> **Brano**:
::::

Più che negli argomenti, la sua forza sta appunto nel ritmo perfetto delle entrate e delle uscite che fanno dimenticare ben presto la disamina. E’ un batterista, non un melodico. Partì incendiario (con prudenza), è divenuto pompiere (con entusiasmo). Accerta, per mezzo della sua bella voce e la faccia da gattone, il già avvenuto; rivela il rivelato, ma i modi sono da scopritore. In fondo è un presentatore, che si sta baudizzando o contizzando sempre più. Perfetto per Sanremo, più che per irrituali letture. I suoi amici romani lo dipingevano come un fenomeno sui campetti di calcio per la sua agilità, ma questo, forse una ventina d’anni fa, quando lo chiamavano “Ghepardo”. Ancor oggi felino ha lo sguardo, ma la complessione segnala ormai quello che Flaiano definiva “lo sfondamento della linea cotica” ovvero la panza.

“Panattizzato”, col fluente capello che incornicia una bella faccia tonda, imperversa dallo studio di “Tiki Taka”, a ritmi sostenuti, tentando sempre la carta dell’intrattenimento generale a partire dal mondo della pedata. Al suo fianco, la vorticosa Melissa Satta, in vena di trasgressioni alla “Basic Instinct”, dovrebbe offrire l’agognato pepe. Lui lo vorremmo più spadaccino, però, più Cyrano, fuori dai porti sicuri del “sì, ma” o del “però, anche”.

::::

> **Estratti dei dati**:
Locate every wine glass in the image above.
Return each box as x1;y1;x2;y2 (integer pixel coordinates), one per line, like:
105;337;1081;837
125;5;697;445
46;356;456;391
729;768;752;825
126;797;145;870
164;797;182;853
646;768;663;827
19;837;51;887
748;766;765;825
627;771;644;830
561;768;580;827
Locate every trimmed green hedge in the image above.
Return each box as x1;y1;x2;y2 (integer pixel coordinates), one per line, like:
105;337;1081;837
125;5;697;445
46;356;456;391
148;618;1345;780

::::

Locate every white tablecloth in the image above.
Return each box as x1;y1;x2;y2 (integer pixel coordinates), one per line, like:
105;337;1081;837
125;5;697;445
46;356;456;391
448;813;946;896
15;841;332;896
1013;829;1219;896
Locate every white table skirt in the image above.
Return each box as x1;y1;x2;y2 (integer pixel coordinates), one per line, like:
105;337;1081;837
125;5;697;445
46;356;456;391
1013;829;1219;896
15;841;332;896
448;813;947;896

::::

> **Consegne**:
[A] Riporta il passo del ritratto del conduttore di «Tiki Taka» da «Più che negli» fino a «ovvero la panza.» compreso, cambiando «batterista» in «chitarrista».
[B] Prosegui il ritratto del conduttore di «Tiki Taka», riprendendo dopo la sua ultima frase.

> **Soluzioni degli esercizi**:
[A]
Più che negli argomenti, la sua forza sta appunto nel ritmo perfetto delle entrate e delle uscite che fanno dimenticare ben presto la disamina. E’ un chitarrista, non un melodico. Partì incendiario (con prudenza), è divenuto pompiere (con entusiasmo). Accerta, per mezzo della sua bella voce e la faccia da gattone, il già avvenuto; rivela il rivelato, ma i modi sono da scopritore. In fondo è un presentatore, che si sta baudizzando o contizzando sempre più. Perfetto per Sanremo, più che per irrituali letture. I suoi amici romani lo dipingevano come un fenomeno sui campetti di calcio per la sua agilità, ma questo, forse una ventina d’anni fa, quando lo chiamavano “Ghepardo”. Ancor oggi felino ha lo sguardo, ma la complessione segnala ormai quello che Flaiano definiva “lo sfondamento della linea cotica” ovvero la panza.

[B]
Alcuni giorni fa di fronte alle intemerate sguaiate e immotivate di Briatore, ha glissato e provato a tergiversare. E lì è caduto. Invece di tenere il punto, ribattere che chiedere se a Montecarlo esistano i poveri è del tutto lecito e non rappresenta alcuna invidia sociale, ha preferito ingoiare “le maronate” furenti, citare il libro dell’ ex geometra di Cuneo e poi porgere la domanda da chierichetto: “Ho sentito che a lei piacerebbe molto Balotelli al Napoli. E’vero?” L’altro, al culmine dell’ ira, gli ha risposto: “Ma lasciatemi stare, che me ne frega a me. Arrivederci.” Lo straordinario non sta nel fatto che Briatore faccia l’arricchito prepotente  ( è il suo mestiere) ma che sia messo in grado di fare il “maitre à penser”, capace di dispensare  giudizi sul sociale, sul mercato e sul genere umano in generale. E tutto questo per regalargli uno spot sul  libro di cui è coautore, pubblicato da qualche settimana. Si dirà che la formula del salottino televisivo a ruota semilibera è quella, ma ci è dispiaciuto vedere il fulmineo ghepardo intontito dal montante di Briatore.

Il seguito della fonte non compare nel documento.